GOAL:
Copy every line of the rows below word for word, leaving out the pictures.

ITEMS:
[START]

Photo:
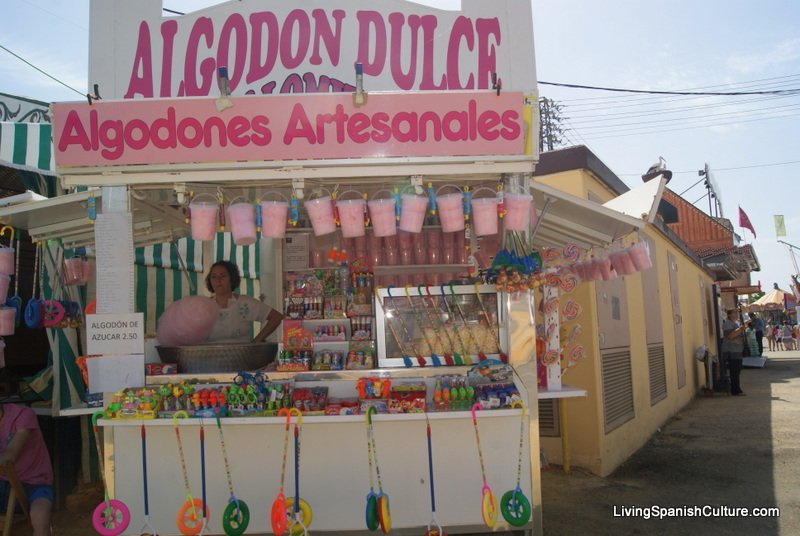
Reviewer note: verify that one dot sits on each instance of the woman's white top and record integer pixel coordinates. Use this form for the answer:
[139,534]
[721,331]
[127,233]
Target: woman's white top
[235,322]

[END]

OUTPUT:
Photo:
Reviewer note: verify that one dot sits on each instance of the woman's white top and record integer pixel coordinates. Use this form for the answer:
[139,534]
[721,331]
[127,233]
Target: woman's white top
[235,322]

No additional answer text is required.